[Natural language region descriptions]
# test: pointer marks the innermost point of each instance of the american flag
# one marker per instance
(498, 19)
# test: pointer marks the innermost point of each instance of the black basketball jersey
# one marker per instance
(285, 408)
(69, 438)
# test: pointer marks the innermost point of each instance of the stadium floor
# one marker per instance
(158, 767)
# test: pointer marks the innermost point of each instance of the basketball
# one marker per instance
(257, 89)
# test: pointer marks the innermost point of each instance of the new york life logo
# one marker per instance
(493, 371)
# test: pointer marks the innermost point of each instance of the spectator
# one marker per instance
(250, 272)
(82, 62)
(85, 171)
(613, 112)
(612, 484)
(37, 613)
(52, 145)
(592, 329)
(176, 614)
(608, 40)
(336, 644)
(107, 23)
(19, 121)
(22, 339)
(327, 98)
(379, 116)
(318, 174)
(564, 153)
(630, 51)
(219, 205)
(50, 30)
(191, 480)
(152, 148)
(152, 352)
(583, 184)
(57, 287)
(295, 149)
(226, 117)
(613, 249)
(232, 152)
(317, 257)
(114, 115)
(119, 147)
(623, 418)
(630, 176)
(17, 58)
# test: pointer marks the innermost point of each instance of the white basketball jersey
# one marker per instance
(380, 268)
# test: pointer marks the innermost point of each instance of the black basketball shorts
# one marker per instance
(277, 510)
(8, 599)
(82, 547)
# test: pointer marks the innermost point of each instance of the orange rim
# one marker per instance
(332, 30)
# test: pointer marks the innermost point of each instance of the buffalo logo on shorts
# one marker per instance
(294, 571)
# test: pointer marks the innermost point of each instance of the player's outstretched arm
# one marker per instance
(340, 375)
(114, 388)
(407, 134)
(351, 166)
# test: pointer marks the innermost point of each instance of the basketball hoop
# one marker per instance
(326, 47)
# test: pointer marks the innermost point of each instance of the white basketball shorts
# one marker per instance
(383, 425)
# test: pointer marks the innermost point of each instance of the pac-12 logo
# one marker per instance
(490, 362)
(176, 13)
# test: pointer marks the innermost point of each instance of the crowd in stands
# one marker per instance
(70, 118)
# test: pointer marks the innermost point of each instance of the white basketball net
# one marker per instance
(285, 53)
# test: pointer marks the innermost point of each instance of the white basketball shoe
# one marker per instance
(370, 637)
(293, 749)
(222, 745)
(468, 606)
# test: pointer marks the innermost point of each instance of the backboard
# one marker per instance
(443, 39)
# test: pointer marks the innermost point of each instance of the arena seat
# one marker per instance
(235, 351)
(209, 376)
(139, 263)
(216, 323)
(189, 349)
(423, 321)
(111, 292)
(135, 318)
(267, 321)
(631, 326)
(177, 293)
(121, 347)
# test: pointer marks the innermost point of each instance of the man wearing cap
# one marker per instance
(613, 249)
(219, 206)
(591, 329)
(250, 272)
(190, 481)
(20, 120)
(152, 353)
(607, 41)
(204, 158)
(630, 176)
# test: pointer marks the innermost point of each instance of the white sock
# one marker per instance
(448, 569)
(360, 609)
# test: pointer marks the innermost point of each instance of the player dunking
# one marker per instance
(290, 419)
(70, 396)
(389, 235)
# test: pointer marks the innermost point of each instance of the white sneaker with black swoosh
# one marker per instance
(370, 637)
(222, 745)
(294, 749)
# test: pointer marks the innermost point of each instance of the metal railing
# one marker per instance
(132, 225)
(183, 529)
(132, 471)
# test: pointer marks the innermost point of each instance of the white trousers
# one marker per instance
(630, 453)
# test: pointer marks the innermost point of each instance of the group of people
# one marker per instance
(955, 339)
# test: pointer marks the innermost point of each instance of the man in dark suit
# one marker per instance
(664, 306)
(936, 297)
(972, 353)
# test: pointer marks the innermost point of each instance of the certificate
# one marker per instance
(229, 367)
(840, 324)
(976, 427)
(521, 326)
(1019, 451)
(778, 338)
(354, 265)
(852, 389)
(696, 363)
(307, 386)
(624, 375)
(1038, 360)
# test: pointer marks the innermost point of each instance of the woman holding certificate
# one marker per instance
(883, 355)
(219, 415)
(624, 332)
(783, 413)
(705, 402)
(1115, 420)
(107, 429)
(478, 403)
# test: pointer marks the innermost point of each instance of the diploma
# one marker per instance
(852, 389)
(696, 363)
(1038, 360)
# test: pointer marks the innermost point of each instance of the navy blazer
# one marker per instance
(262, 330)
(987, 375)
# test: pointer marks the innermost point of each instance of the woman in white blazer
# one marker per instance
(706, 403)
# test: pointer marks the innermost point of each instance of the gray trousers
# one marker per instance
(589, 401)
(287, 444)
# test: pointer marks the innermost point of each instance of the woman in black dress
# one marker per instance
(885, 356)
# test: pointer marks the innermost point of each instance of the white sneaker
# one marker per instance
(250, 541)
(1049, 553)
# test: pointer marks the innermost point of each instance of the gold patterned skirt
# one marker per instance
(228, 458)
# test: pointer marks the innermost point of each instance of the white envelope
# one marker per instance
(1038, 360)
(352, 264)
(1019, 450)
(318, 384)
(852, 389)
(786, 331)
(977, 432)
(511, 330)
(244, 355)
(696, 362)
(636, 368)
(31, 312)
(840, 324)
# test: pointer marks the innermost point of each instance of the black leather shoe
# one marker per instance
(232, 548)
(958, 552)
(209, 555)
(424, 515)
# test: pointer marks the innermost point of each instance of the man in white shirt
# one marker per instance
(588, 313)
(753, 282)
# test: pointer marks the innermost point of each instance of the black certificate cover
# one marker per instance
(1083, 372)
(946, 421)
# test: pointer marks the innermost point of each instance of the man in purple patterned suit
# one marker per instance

--- Assignment ---
Of the entries above, repeat exactly the lines between the line with "man wearing cap" and the line with "the white sock", inclusive, and no others.

--- Task answer ---
# test: pointer marks the innermost point of each instance of the man wearing cap
# one marker per instance
(613, 249)
(219, 206)
(591, 329)
(250, 272)
(190, 481)
(20, 120)
(152, 353)
(607, 41)
(204, 158)
(630, 176)
# test: pointer marks the innermost point of each instance of the white sock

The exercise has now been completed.